**What you will do**
a: In the text on self-examination, what three things should a person do on finding a judgmental or manipulative thought, motive, or action?
b: Sum up the text on self-examination in two sentences.

**Source extract**
--- START ---

It triggered something that is for sure.
 
Don't you have the fear that others can see some fault in you. Some imperfection, that you have overlooked. A blind spot?
Constantly search your heart with the Holy Spirit. Whenever you find a judgmental/manipulative thought/motive/action identify/repent/atone. Practice this on yourself and appreciate when others find it in you. In this way you and the Lord train you to be the best you at that point in time. You will begin to see how you can more easily identify deceit in others.
Now, with that said, I am a very sensitive soul. I am easily hurt. I am easily made to doubt myself. My intentions. My motives. I'm constantly awaiting confirmation with each step I take to cautiously confirm I am within the will of my Lord.
Did I say the right thing? Did I do the right thing? Did I have the other person's best interest at heart? Am I serving myself? The list goes on and on..........Help me Father.
 
Constantly search your heart with the Holy Spirit. Whenever you find a judgmental/manipulative thought/motive/action identify/repent/atone. Practice this on yourself and appreciate when others find it in you. In this way you and the Lord train you to be the best you at that point in time. You will begin to see how you can more easily identify deceit in others.
Now, with that said, I am a very sensitive soul. I am easily hurt. I am easily made to doubt myself. My intentions. My motives. I'm constantly awaiting confirmation with each step I take to cautiously confirm I am within the will of my Lord.
Did I say the right thing? Did I do the right thing? Did I have the other person's best interest at heart? Am I serving myself? The list goes on and on..........Help me Father.
I'm sensing your suffering is far greater than mine. Your courage and spirituality are impressive. thanks.
 
I think pain can sometimes be an opportunity to enter into the realm of Jesus' suffering. I am in no way suggesting my pain is monumental or anywhere near others or Jesus for that matter.
just we shouldn't suppress pain and suffering. Maybe look at it? Examine it? Describe it?

--- END ---

**Extracted entries**

--- START ---

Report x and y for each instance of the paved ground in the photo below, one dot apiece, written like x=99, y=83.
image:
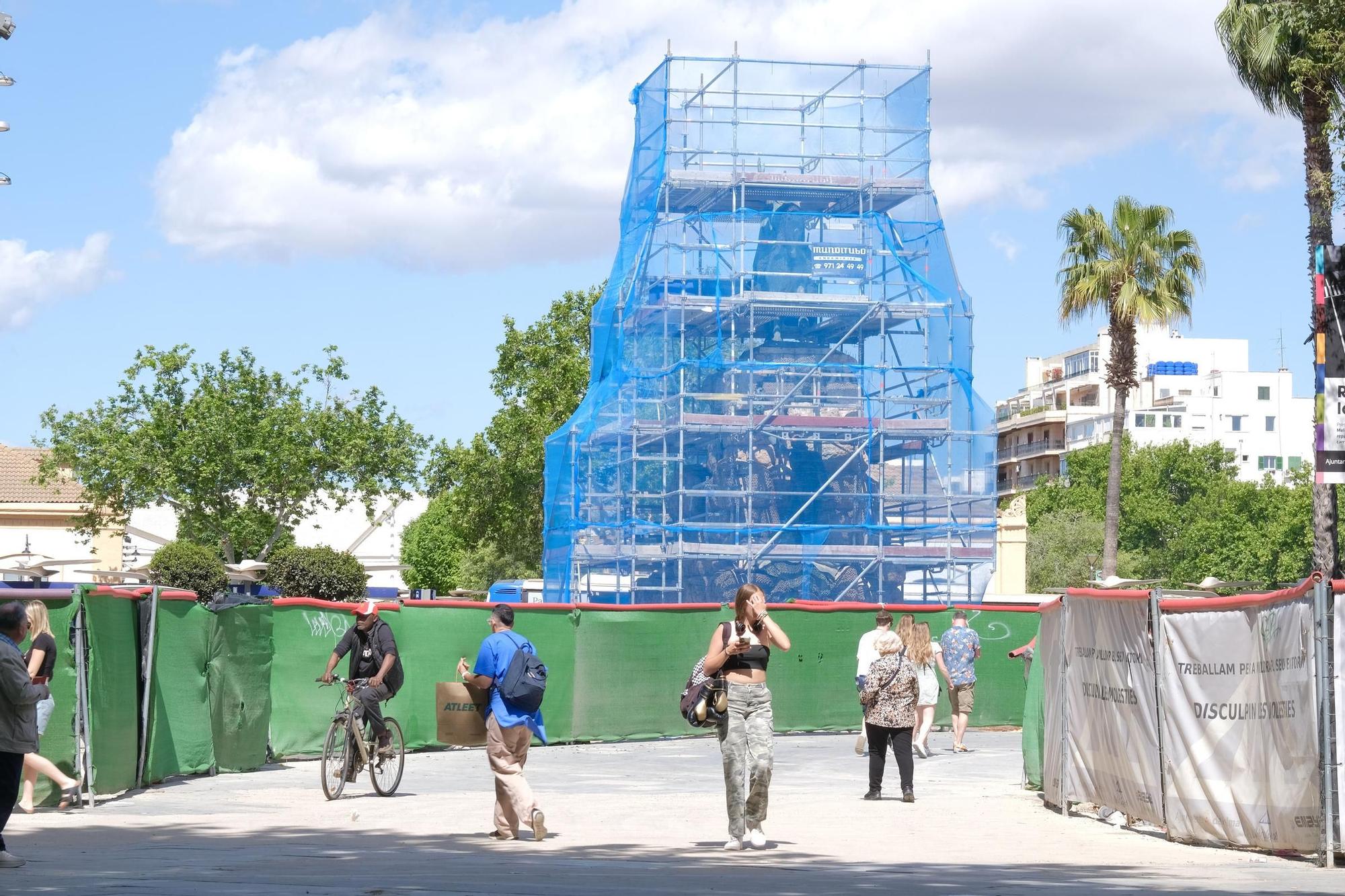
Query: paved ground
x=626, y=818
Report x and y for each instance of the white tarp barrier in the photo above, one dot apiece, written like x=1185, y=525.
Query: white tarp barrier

--- END ---

**Problem solutions**
a: Identify it, repent, and atone.

b: The text urges constantly searching one's heart with the Holy Spirit and identifying, repenting of, and atoning for any judgmental or manipulative thought, motive, or action, which it says makes deceit in others easier to identify. It also describes being a very sensitive soul who is easily hurt and made to doubt oneself, and it suggests that pain can be an opportunity to enter into the realm of Jesus' suffering and should not be suppressed.